● **Questions**
a: In the local news passage about the orienteering championships and community transport, why are the organizers asking residents of Inverness and Moray to offer bed and breakfast in their homes? Answer in one to three sentences.
b: Continue the local news passage about the orienteering championships and community transport from where it stops.
(Passage begins)
The world orienteering championships will be taking place in our area from the 31st July to the 7th of August and they will be coming in such large numbers that accommodation will be a problem for volunteers that are helping organise the event. The local group Moravian Orienteers tell the Gurn that there have been 3,000 entrants already with 500 from Sweden and Switzerland alone.
The orienteers have put out an appeal to the community. The official website for the championship states:
“Volunteers are coming from all over Scotland, the rest of the UK and Europe and beyond to help us deliver the World Orienteering Championships. We are asking residents of Inverness and Moray if they could help a volunteer by providing affordable bed and breakfast in their home. If you can help, or if you are a volunteer seeking accommodation, please see below.” More details here if you can help.
At the Nairn and Ardersier patients group meeting on Wednesday night the organisation's recent research into the difficulties that some patients have in accessing transport to appointments was raised (Gurn article here). One of our regular readers commented on the possibility that the Badenoch & Strathspey Community Transport Company (BSCTC) could be a role model for a possible solution locally. The BSCTC website about page details the following:
“BSCTC operates one of the most successful Community Transport Schemes in Scotland, with the assistance of volunteer drivers and telephonists. The scheme meets the individual needs of people who cannot get out and about and fills gaps in existing public transport. Clients of the Car Scheme are able to travel anywhere within Badenoch & Strathspey, including Tomatin, for a small charge. Currently in Aviemore, the scheme offers door-to-door transport in the form of an assisted Shopping Project; it is also running a project using the 7-seater vehicle and a paid driver providing transport within Aviemore on a Monday and Friday.
The scheme, commonly known as the “Where 2 Today?” project, also operates a 14 seater community bus, which is fully accessible. This vehicle operates 3 days per week on registered routes - see the dedicated 14 -Seater Vehicle page.
Both the 7-seater and 14-seater vehicles can be hired for any purpose, anything from visits to the Theatre, Visitor Attractions, Social Events, Coffee mornings, Sports outings, Youth Activities, Shopping trips, in fact, anywhere you wish!
Also within the scheme, the Charity not only helps people make journeys by road, they provide a FREE loan system for Electric Scooters and Manual Wheelchairs. See under Scooters and Wheelchairs in our projects page.”
(Passage ends)
(Entries provided begins)
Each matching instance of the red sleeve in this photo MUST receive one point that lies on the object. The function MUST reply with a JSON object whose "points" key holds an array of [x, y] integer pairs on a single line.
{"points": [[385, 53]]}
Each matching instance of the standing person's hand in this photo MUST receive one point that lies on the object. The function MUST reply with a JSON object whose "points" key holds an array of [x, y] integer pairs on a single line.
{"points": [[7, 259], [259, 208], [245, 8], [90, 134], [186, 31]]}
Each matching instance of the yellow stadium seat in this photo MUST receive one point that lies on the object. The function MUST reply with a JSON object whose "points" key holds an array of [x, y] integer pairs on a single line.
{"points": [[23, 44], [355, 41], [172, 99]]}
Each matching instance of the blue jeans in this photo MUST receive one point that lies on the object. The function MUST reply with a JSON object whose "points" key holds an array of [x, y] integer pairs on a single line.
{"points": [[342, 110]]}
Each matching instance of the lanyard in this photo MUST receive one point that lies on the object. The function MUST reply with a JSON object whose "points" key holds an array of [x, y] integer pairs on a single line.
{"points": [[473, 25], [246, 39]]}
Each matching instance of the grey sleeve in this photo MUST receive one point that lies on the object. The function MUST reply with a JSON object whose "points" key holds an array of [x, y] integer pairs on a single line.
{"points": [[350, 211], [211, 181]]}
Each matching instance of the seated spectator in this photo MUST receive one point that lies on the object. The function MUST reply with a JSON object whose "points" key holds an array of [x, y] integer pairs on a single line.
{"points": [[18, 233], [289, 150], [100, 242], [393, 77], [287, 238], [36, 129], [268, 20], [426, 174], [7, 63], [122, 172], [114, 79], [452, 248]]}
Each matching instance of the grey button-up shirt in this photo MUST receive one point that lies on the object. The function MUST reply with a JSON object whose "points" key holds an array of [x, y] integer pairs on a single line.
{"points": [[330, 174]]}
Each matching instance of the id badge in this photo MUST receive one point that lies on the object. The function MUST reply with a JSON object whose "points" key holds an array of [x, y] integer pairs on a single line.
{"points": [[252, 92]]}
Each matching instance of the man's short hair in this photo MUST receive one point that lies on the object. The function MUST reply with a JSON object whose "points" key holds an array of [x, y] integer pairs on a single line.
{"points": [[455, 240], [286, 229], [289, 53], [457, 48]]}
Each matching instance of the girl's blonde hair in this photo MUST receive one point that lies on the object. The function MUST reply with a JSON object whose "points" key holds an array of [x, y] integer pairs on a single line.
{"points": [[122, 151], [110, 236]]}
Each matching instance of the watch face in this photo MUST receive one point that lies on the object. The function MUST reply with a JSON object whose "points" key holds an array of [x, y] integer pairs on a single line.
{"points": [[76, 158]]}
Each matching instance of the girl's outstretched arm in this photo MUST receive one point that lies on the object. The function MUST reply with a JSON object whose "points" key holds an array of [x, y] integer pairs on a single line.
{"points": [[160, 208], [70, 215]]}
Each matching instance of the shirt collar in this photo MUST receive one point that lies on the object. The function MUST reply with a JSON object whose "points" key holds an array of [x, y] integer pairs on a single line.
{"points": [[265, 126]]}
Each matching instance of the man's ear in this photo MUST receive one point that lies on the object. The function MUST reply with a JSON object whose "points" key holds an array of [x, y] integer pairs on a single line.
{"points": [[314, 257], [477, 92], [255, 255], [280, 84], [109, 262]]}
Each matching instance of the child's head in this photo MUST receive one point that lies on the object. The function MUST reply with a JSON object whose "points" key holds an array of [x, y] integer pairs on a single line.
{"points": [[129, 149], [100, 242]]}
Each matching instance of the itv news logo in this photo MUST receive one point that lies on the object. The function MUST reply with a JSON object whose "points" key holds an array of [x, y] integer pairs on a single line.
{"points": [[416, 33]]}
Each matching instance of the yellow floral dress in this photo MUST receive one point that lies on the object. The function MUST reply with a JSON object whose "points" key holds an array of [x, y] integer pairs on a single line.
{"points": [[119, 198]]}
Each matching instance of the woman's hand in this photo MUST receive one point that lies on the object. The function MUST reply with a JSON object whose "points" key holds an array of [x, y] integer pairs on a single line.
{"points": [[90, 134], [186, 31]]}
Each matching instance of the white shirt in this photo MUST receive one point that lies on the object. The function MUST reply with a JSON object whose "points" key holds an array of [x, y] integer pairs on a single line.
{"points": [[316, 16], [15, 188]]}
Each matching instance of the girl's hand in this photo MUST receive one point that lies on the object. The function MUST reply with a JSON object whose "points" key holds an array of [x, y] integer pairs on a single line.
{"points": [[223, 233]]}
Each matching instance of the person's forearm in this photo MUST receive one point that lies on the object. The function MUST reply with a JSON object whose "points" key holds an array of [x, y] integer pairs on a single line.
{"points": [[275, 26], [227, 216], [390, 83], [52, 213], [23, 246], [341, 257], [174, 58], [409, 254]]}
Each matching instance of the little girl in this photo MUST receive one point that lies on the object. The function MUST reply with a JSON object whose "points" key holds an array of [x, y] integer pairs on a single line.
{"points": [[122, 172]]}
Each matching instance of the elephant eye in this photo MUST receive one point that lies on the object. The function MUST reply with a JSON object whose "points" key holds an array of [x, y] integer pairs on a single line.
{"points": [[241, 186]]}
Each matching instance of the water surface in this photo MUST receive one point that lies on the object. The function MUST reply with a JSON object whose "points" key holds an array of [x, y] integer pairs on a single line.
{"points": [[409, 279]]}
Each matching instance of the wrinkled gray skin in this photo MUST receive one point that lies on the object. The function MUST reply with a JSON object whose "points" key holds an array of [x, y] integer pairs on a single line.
(Entries provided ends)
● **Responses by task**
a: The championships will draw such large numbers that accommodation will be a problem for the volunteers helping to organize the event, and 3,000 entrants have already signed up. The organizers are therefore asking residents to give volunteers affordable bed and breakfast.

b:
Looks like a remarkable achievement. Our reader also points us in the direction of a Hitrans document dated 28th Nov 2014 that details more interesting information and specifically mentions NHS requirements in a pilot project with BSCTC. Here is a paragraph from that document:
“The Highland Council: Badenoch & Strathspey Integrated Transport Service The aim of this project is to develop an improved integrated transport service for the Badenoch and Strathspey (B&S) area. This will be delivered through a pilot project which links to the needs of the NHS and would be facilitated by the Badenoch & Strathspey Community Transport Company (BSCTC) which is a registered charity. The project will improve access to services for elderly and vulnerable members of the community who can be at a disadvantage due to a lack of regular, and accessible, public transport. The two main elements of the project will be to deliver an improved fleet for BSCTC to enable cross-over with NHS requirements, i.e. new disabled compliant car and minibus to allow NHS non-emergency patient travel; and secondly the implementation of routing / scheduling software to enable optimisation of BSCTC fleet, maximising available driver resources and funding. If successfully piloted there should be an opportunity for community groups across the HITRANS area to benefit from similar routing / scheduling software."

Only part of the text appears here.